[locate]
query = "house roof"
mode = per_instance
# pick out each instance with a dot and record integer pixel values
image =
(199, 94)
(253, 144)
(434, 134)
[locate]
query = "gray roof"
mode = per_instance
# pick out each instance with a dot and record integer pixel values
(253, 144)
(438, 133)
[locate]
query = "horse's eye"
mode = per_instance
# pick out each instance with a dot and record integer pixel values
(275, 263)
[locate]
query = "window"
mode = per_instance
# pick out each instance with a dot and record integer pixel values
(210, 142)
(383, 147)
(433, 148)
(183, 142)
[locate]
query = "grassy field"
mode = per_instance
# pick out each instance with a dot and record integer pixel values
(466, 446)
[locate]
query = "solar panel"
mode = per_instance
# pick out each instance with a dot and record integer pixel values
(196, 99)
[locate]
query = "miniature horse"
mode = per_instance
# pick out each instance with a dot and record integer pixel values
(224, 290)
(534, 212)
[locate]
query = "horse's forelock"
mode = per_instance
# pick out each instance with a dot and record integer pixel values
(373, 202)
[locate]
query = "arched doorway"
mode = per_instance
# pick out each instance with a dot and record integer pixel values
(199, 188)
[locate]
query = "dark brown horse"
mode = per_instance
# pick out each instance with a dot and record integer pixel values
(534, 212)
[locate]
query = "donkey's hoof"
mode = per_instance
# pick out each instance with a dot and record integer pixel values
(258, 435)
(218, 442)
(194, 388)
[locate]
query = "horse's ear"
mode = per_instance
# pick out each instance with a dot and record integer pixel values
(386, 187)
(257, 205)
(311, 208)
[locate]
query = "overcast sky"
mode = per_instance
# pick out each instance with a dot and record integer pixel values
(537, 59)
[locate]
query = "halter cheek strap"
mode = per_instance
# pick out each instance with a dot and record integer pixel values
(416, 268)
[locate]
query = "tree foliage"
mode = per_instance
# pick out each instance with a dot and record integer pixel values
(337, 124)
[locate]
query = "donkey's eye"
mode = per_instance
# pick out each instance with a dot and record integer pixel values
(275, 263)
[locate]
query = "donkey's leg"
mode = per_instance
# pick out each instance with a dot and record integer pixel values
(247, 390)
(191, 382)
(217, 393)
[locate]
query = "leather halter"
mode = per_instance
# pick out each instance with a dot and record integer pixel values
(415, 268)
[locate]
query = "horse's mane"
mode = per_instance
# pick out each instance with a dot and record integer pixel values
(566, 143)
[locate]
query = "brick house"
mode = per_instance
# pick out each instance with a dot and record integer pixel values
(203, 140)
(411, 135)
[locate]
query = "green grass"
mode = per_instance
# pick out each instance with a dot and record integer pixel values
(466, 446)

Exercise: The reply should restate the records above in full, character for character.

Task result:
[locate]
query = "house roof"
mode = per_instance
# pick out each instance with a dot and record integer pixel values
image =
(199, 94)
(253, 144)
(434, 134)
[locate]
query = "gray roof"
mode = per_instance
# pick out each instance with a dot and record integer pixel values
(253, 144)
(438, 133)
[locate]
query = "horse's eye"
mode = per_instance
# pick out each instance with a dot and record integer pixel values
(275, 263)
[locate]
query = "window"
mode = per_instance
# pick out each instance with a dot and record integer pixel values
(210, 142)
(383, 147)
(433, 148)
(183, 142)
[locate]
query = "grassy field"
mode = per_instance
# pick out each instance with a dot and record integer pixel values
(466, 446)
[locate]
query = "solar panel"
mode = per_instance
# pick out each instance with a dot and record integer pixel values
(196, 99)
[locate]
query = "miniature horse"
mode = per_instance
# pick out each instance with a dot and record integer pixel values
(224, 290)
(534, 212)
[locate]
query = "horse's forelock"
mode = per_instance
# pick out each instance with a dot and record integer pixel values
(373, 202)
[locate]
query = "arched doorway"
mode = per_instance
# pick out each instance with a dot and record integer pixel values
(199, 188)
[locate]
query = "dark brown horse"
mode = per_instance
# pick out each instance with a dot and record integer pixel values
(534, 212)
[locate]
query = "donkey's hoof"
mode = per_instance
# pick out each instance with a dot and record integer pixel values
(258, 435)
(218, 442)
(194, 388)
[locate]
query = "horse's ear"
mode = per_instance
# pick out each instance with a dot and record integer pixel values
(386, 187)
(257, 205)
(311, 208)
[locate]
query = "overcast sky"
mode = per_instance
# pick out each instance with a dot and record integer pixel values
(537, 59)
[locate]
query = "halter cheek strap"
mode = per_instance
# pick out each instance with a dot and record integer pixel values
(416, 268)
[locate]
query = "tree foliage"
mode = per_instance
# pick out each instance with a dot and record integer pixel values
(337, 124)
[locate]
query = "donkey's eye"
mode = per_instance
# pick out each instance with a dot and record integer pixel values
(275, 263)
[locate]
query = "donkey's leg"
mode = per_instance
# pick out each instance with a dot and record integer pixel values
(247, 390)
(191, 382)
(217, 393)
[locate]
query = "leather halter"
mode = per_instance
# pick out each instance with a dot and record integer pixel values
(415, 268)
[locate]
query = "horse's mane"
mode = per_instance
# pick out each instance with a dot and record integer pixel values
(566, 143)
[locate]
query = "brick house"
mode = per_instance
# pick out each instance with a dot and record integer pixel values
(203, 140)
(411, 135)
[locate]
query = "green grass"
mode = per_instance
# pick out each instance with a dot and record integer pixel values
(466, 446)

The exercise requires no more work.